Document passage:
Monday, August 15, 2016

Bonding over bullying

I've been meaning to post about this Invisibilia episode for ages, and also saw this comment from a somewhat recent post that made me want to post it again, and finally have gotten around to it.

So the Invisibilia episode is worth listening to fully, at least the first half of it. It talks about a woman who has always been treated badly, bullied, and even villified, and she had no idea why. She's high functioning -- a doctor -- but she found social interactions to be very difficult. She describes the worst of many similar episodes of bullying:

The worst thing that ever happened was, I was at summer camp, and I don't know what I did. I have no idea. But they actually bound and gagged me and took me out of the cabin at night in the rain and put me outside, and it was just awful.

Here's why: "Kim's brain is not great at seeing emotion. When she looks out at the world, she physically sees all the things that most people see. It's just that much of the emotion is subtracted. Though for most of her life, she didn't realize that, and so her interactions with other kids could be difficult."

She undergoes TMS, transcranial magnetic stimulation, which some of you may remember from Wisdom of Psychopaths: "Basically in TMS you take this very fancy magnet, hold it to the scalp and send pulses through the skull to get brain cells to activate in a different way. They typically change for a very short period of time - between 15 and 40 minutes."

During TMS, she experiences for the first time an awareness of the emotional world, and realizes that this whole time she has been missing out on millions of emotional cues from the people around her. She says that she would have otherwise had no idea that such a world existed before, because she had always just believed that the way she saw the world was the way the world actually was (sound familiar to all of you out there?).

I thought the hosts had an interesting reaction to her realization that the world was different than she thought it was -- as if maybe she would have been better off not knowing. But she doesn't see it that way at all:

But even though TMS has not changed Kim's ability to see long-term, she says she's still happy she got it. She says she thinks a lot about one of the videos she was shown. In it, two employees were saying mean things to a fellow employee named Frank. And Kim says the first time she watched it before the TMS, she couldn't answer any of the questions the researchers were asking about it. But afterwards, she understood not only the video but also one of the big mysteries that had dominated much of her life.

Prompt:
In the blog post about bullying, how long do brain cells typically change after TMS?

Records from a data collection
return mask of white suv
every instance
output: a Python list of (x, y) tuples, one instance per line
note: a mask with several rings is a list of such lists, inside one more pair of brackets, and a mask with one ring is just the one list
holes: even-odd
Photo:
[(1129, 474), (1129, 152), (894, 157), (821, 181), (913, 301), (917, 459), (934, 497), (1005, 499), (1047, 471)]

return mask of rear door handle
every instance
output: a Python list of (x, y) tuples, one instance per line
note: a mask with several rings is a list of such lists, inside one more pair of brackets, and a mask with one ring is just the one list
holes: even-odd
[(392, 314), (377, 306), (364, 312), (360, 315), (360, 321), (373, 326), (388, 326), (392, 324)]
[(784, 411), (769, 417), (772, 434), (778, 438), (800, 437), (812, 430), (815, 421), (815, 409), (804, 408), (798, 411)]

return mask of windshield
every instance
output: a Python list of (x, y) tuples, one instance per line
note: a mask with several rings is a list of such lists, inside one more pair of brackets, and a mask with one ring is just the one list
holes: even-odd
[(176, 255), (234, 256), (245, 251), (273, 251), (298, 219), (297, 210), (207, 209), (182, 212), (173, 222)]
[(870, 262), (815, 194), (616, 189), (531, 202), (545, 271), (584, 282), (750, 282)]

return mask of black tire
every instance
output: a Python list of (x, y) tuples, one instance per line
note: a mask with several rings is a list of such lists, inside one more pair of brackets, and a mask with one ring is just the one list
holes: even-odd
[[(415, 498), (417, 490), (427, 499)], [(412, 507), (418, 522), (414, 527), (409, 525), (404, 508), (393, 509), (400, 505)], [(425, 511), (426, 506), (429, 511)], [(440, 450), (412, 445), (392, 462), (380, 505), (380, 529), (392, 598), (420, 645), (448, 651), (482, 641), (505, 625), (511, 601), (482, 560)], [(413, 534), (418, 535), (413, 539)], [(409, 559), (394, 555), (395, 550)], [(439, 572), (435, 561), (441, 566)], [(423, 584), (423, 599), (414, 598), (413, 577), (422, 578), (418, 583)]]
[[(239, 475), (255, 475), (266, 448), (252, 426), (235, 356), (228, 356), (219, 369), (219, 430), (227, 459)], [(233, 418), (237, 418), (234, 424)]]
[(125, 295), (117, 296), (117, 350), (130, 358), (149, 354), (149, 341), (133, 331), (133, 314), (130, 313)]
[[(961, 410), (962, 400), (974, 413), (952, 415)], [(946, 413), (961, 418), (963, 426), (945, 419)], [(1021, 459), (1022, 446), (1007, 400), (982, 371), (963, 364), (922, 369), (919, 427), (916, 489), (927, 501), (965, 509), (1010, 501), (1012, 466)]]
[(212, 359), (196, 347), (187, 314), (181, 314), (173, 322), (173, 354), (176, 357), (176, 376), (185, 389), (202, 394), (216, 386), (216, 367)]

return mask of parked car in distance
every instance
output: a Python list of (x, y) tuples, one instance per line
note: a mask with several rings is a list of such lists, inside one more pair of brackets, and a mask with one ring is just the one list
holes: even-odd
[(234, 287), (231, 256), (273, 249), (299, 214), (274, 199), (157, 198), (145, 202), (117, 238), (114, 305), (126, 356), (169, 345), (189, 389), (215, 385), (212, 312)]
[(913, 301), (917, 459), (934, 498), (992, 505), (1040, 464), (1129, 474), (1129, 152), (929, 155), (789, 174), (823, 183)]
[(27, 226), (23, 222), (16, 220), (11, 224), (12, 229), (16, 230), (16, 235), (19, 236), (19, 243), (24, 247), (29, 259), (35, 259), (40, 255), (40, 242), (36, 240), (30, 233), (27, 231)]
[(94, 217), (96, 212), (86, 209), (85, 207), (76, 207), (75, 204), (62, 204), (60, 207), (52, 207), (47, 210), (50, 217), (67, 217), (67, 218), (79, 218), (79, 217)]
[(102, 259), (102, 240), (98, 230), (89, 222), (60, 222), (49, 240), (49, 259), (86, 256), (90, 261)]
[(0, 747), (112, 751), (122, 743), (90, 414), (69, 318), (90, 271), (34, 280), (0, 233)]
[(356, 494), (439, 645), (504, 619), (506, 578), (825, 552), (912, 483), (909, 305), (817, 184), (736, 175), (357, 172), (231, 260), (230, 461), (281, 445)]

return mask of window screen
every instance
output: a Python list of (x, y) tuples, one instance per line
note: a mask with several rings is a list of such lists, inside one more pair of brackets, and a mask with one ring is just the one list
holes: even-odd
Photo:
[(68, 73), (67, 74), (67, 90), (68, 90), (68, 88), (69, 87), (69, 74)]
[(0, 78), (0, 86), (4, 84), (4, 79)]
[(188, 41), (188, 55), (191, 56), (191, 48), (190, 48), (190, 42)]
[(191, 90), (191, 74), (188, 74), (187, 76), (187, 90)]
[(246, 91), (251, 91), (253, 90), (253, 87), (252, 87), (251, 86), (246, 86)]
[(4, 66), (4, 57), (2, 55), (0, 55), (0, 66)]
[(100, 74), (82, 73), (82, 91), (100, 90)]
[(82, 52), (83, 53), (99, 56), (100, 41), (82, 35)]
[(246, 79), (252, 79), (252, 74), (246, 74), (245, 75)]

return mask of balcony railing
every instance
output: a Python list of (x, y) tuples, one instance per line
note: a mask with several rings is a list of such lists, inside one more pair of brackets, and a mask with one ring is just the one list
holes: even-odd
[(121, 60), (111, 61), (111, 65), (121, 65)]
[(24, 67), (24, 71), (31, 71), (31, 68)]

Written reply:
Between 15 and 40 minutes.